● **Task goal**
Return every line of the records that contains the string "plate". Matching is case-sensitive.

● **Data shown**
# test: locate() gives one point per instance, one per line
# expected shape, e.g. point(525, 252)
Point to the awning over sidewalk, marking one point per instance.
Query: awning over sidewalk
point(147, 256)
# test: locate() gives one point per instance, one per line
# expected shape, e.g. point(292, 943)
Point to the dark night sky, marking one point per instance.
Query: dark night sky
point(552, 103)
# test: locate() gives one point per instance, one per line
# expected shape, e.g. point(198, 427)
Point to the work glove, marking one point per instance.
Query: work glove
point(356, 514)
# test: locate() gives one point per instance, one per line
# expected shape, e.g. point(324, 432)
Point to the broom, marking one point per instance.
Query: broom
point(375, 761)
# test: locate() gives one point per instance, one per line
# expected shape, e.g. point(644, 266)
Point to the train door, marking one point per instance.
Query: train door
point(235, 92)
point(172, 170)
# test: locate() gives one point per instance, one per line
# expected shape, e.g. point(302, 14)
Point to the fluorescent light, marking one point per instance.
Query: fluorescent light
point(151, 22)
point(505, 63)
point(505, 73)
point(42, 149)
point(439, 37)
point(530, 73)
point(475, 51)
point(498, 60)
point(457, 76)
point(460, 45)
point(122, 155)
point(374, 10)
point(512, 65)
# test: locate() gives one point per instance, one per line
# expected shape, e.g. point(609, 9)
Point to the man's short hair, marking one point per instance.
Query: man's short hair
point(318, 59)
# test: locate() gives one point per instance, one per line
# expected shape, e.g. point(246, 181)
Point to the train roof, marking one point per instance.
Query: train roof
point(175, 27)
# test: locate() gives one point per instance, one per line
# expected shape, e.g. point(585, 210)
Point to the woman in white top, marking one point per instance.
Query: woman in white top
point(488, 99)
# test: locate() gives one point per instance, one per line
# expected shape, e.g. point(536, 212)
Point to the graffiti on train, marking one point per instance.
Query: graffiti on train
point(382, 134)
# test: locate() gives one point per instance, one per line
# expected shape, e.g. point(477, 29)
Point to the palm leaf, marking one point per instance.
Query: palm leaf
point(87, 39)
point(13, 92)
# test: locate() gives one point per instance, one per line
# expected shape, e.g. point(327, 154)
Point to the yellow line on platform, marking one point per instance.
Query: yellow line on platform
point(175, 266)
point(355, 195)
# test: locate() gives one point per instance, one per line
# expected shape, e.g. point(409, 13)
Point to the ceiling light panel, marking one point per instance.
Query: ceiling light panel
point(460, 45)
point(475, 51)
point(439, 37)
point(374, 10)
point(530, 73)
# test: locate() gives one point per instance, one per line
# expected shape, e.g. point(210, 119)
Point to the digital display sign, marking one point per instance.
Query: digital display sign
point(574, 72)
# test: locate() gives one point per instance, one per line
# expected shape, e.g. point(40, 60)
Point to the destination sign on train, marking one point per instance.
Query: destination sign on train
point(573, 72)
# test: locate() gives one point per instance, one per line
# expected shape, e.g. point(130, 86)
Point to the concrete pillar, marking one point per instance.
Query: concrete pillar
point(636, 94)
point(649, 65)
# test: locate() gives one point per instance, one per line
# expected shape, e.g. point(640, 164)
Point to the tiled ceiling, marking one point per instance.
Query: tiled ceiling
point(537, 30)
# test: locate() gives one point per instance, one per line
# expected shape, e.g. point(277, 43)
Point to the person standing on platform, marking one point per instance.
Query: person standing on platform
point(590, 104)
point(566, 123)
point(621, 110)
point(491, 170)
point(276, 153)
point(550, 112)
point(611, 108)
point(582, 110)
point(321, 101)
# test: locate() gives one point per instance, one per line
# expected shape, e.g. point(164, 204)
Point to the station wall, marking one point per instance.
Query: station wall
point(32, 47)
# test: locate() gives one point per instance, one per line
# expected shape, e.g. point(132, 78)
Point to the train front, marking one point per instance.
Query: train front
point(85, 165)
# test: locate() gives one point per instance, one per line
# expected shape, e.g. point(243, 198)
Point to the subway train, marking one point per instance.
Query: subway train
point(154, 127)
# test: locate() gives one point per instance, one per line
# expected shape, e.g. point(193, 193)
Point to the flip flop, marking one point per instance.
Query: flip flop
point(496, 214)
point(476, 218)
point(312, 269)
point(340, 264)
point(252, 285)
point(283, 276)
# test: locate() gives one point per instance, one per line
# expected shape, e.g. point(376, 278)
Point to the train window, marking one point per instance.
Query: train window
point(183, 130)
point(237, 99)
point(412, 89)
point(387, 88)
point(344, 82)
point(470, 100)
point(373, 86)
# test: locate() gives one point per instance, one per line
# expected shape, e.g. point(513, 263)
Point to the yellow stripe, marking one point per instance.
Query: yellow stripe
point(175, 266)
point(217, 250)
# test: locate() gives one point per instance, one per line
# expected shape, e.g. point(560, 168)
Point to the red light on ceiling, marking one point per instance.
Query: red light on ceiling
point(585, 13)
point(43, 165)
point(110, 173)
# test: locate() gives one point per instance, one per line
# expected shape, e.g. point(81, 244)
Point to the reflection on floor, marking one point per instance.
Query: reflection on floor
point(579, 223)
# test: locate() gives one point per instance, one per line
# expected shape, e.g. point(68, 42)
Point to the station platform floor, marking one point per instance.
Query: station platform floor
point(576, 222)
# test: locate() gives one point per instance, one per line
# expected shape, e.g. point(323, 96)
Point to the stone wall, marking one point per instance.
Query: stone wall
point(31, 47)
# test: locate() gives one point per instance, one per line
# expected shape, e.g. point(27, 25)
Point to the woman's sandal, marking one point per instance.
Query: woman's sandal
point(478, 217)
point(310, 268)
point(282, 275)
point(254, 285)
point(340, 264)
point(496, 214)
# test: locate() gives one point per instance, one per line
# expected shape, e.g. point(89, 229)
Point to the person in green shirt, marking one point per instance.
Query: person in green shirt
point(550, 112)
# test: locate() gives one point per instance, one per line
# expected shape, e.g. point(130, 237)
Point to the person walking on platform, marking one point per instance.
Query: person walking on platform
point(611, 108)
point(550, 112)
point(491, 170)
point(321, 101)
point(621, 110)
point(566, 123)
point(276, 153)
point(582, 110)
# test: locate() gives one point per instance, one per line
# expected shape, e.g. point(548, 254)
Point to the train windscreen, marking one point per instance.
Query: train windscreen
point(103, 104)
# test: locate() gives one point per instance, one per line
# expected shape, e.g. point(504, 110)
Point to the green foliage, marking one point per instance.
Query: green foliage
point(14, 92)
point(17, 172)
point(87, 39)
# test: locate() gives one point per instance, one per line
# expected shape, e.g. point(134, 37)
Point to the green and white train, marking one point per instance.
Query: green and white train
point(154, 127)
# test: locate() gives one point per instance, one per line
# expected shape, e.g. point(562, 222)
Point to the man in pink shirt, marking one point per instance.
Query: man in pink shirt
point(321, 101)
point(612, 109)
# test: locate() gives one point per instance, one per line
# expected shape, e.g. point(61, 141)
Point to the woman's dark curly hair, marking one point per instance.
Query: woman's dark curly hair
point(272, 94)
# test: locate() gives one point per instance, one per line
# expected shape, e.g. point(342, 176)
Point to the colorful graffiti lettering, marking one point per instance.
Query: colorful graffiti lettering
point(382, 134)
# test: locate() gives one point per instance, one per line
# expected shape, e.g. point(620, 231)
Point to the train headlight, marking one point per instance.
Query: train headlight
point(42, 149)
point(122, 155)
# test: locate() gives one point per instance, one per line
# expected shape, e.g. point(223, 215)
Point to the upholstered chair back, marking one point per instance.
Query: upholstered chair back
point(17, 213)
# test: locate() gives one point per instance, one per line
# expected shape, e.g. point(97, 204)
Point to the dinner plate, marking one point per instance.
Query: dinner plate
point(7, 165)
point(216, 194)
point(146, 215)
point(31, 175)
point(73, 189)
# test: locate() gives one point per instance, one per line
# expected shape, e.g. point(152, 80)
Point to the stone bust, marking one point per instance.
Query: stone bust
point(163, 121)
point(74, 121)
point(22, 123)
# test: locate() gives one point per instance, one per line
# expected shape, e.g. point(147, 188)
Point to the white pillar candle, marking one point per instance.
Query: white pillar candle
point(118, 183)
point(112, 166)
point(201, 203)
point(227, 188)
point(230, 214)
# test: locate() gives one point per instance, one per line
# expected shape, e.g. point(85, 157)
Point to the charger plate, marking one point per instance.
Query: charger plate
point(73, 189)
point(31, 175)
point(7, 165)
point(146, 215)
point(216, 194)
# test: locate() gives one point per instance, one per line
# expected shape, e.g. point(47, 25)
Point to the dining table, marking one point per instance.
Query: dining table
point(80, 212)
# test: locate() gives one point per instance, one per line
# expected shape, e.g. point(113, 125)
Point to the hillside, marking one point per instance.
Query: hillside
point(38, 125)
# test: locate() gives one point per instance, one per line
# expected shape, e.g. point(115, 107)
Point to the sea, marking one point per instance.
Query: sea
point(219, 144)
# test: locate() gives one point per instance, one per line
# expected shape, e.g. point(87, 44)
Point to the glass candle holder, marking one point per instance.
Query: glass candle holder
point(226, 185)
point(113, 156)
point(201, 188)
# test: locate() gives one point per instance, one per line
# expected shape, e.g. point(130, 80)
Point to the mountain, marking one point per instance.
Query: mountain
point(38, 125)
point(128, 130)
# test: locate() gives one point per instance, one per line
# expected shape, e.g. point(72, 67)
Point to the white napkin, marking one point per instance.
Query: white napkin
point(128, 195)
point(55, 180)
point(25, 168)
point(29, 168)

● **Answer for this exercise**
Point to the dinner plate, marking one point per instance.
Query: dinner plate
Point to the charger plate, marking one point per instance.
Query: charger plate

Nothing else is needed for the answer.